#### EXERCISE INSTRUCTIONS:
Drop every picture, then transcribe the remaining data exactly.

= Beginning of Section =

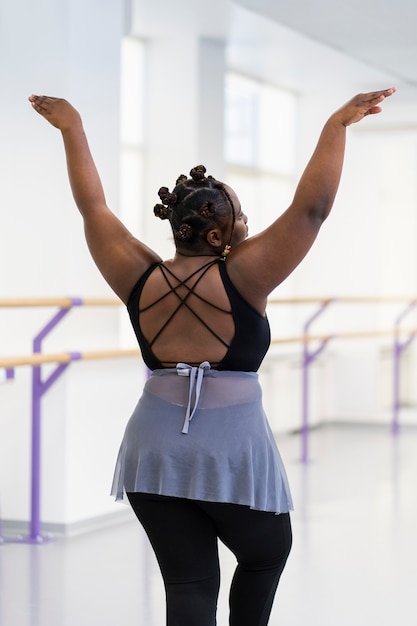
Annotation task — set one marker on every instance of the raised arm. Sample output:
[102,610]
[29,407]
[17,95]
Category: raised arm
[262,262]
[120,257]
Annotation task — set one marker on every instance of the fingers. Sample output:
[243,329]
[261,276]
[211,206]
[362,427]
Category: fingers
[374,97]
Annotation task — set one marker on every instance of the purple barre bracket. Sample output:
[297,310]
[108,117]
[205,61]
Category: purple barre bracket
[39,388]
[309,356]
[399,347]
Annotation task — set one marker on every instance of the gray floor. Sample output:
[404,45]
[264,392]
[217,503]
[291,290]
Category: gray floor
[353,562]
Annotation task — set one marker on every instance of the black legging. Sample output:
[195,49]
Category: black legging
[184,534]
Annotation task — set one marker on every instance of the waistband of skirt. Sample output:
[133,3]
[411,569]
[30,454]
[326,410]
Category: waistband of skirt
[212,373]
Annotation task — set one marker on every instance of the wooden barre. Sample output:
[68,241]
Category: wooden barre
[63,303]
[66,302]
[346,335]
[67,357]
[345,300]
[64,357]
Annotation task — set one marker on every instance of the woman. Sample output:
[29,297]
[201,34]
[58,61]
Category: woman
[198,461]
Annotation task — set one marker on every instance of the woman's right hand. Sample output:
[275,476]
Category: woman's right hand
[362,105]
[57,111]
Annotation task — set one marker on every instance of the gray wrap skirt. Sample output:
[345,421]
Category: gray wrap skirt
[202,434]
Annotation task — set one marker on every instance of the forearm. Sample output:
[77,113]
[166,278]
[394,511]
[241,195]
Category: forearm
[83,176]
[318,185]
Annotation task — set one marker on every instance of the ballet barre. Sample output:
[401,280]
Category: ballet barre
[309,355]
[41,385]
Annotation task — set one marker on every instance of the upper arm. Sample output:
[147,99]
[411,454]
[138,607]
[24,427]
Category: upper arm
[120,257]
[263,261]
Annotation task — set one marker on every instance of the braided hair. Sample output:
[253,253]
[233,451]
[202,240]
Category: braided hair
[196,205]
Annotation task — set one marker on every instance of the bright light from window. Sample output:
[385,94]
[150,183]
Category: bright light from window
[259,125]
[131,85]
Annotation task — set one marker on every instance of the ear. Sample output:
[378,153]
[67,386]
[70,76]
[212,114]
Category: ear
[214,238]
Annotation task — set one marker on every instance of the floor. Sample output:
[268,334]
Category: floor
[353,561]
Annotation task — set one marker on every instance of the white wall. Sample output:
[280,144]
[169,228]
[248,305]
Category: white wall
[71,49]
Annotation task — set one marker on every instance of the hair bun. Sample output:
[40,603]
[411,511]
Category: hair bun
[198,173]
[181,179]
[161,211]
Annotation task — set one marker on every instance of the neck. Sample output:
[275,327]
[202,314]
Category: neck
[191,254]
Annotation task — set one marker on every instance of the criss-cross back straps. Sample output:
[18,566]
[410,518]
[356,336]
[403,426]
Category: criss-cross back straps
[183,300]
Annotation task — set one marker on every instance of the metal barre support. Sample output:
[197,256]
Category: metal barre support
[399,347]
[308,357]
[39,388]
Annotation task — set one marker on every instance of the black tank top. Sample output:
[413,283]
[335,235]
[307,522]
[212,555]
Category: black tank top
[251,338]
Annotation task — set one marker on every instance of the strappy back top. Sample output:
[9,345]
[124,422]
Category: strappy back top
[251,338]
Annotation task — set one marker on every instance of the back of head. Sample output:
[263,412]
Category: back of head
[194,207]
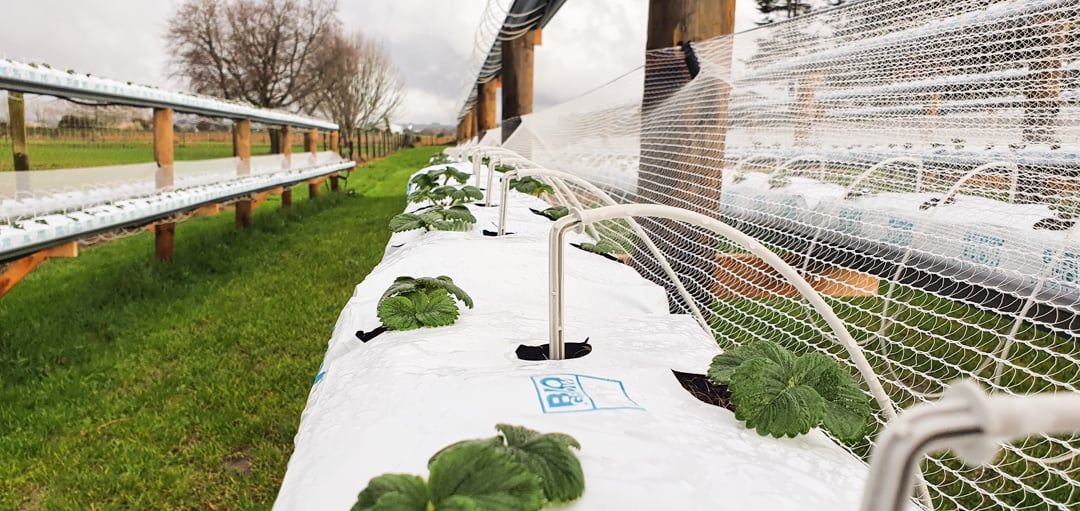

= End of Section =

#### EXPECTED ANSWER:
Annotation task — set one marker on every instance of the raised arm. Sample output:
[102,610]
[29,407]
[17,95]
Category: raised arm
[262,262]
[120,257]
Annotation task — set one marker on every instance of the fingers. Sample output:
[243,329]
[261,276]
[211,206]
[362,427]
Category: fingers
[374,97]
Annotation task — set one marker on every instance of the purple barre bracket. Sample output:
[297,310]
[108,117]
[205,61]
Category: purple barre bracket
[39,388]
[309,356]
[399,347]
Annotation task — set one marker on every instance of the gray floor. Sample output:
[404,45]
[264,392]
[217,503]
[291,290]
Category: gray floor
[353,562]
Annotation task — set one marker on every instance of the black legging. Sample output:
[195,49]
Category: black legging
[184,534]
Annotation task — set one marker on every instance of the waistband of skirt. Sample output:
[133,3]
[411,569]
[30,454]
[326,410]
Category: waistband of skirt
[212,373]
Annotation task — set one marker on every instance of the wooden barre. Sample output:
[68,241]
Category: wooden barre
[63,303]
[66,302]
[346,335]
[67,357]
[345,300]
[64,357]
Annotation task — set one marker on every instance of the woman. Sample output:
[29,297]
[201,34]
[58,61]
Category: woman
[198,461]
Annotation task — set one marker on every instance of the woman's right hand. Sample output:
[275,476]
Category: woman's right hand
[362,105]
[57,111]
Annotation task — set one marker on every instance of the gray wrap skirt. Sample output:
[345,421]
Category: gray wrap skirt
[202,434]
Annotation task — set one marker on every instance of the forearm. Sample output:
[77,113]
[166,278]
[394,511]
[241,195]
Category: forearm
[83,176]
[318,185]
Annotation task — set one marker on every instance of the ballet barre. Sample output:
[401,280]
Category: ballet barre
[309,355]
[41,385]
Annotation task — set one marker on every instance of the upper arm. Sample output:
[147,99]
[411,454]
[138,607]
[24,427]
Category: upper arm
[120,257]
[263,261]
Annotation task — set one marker on every instance of the braided hair. Sample output:
[253,253]
[233,451]
[202,240]
Category: braided hair
[196,205]
Annotation task — set one marker on every instance of the bright light from window. Sample output:
[385,94]
[150,183]
Category: bright light from window
[259,125]
[131,85]
Annotation task — set one marker on every instance of the ear. Sample output:
[378,153]
[67,386]
[70,76]
[212,114]
Category: ear
[214,238]
Annotation task — set one marker on every instance of the floor. Sample output:
[268,334]
Category: floor
[353,561]
Annotation task — set one marker on every instance of the white wall. Sample output:
[280,144]
[169,228]
[248,305]
Category: white wall
[71,49]
Annotation task — set one marker on every instance of the hair bun. Sample output:
[40,603]
[411,511]
Category: hair bun
[198,173]
[181,179]
[161,211]
Annotation task — set one marker on every instance of the neck. Sample output:
[275,327]
[202,314]
Category: neck
[191,254]
Annotation task — set one marker on every instance of the criss-cross back straps. Sample output:
[18,566]
[410,518]
[356,336]
[403,426]
Category: criss-cross back straps
[183,300]
Annotation task — set one marker on every instance of the metal barre support. Sample output:
[197,256]
Category: metal barre support
[399,347]
[308,357]
[39,388]
Annotation task — set one marker on every instance of the black tank top. Sample output:
[413,283]
[335,235]
[307,522]
[212,555]
Category: black tank top
[251,338]
Annotation task — set one marker on every instance of the strappy back top. Sample output:
[9,345]
[124,422]
Category: strappy back top
[251,338]
Annotation task — set one marker on every instance of the back of head. Sample output:
[263,412]
Category: back of head
[194,207]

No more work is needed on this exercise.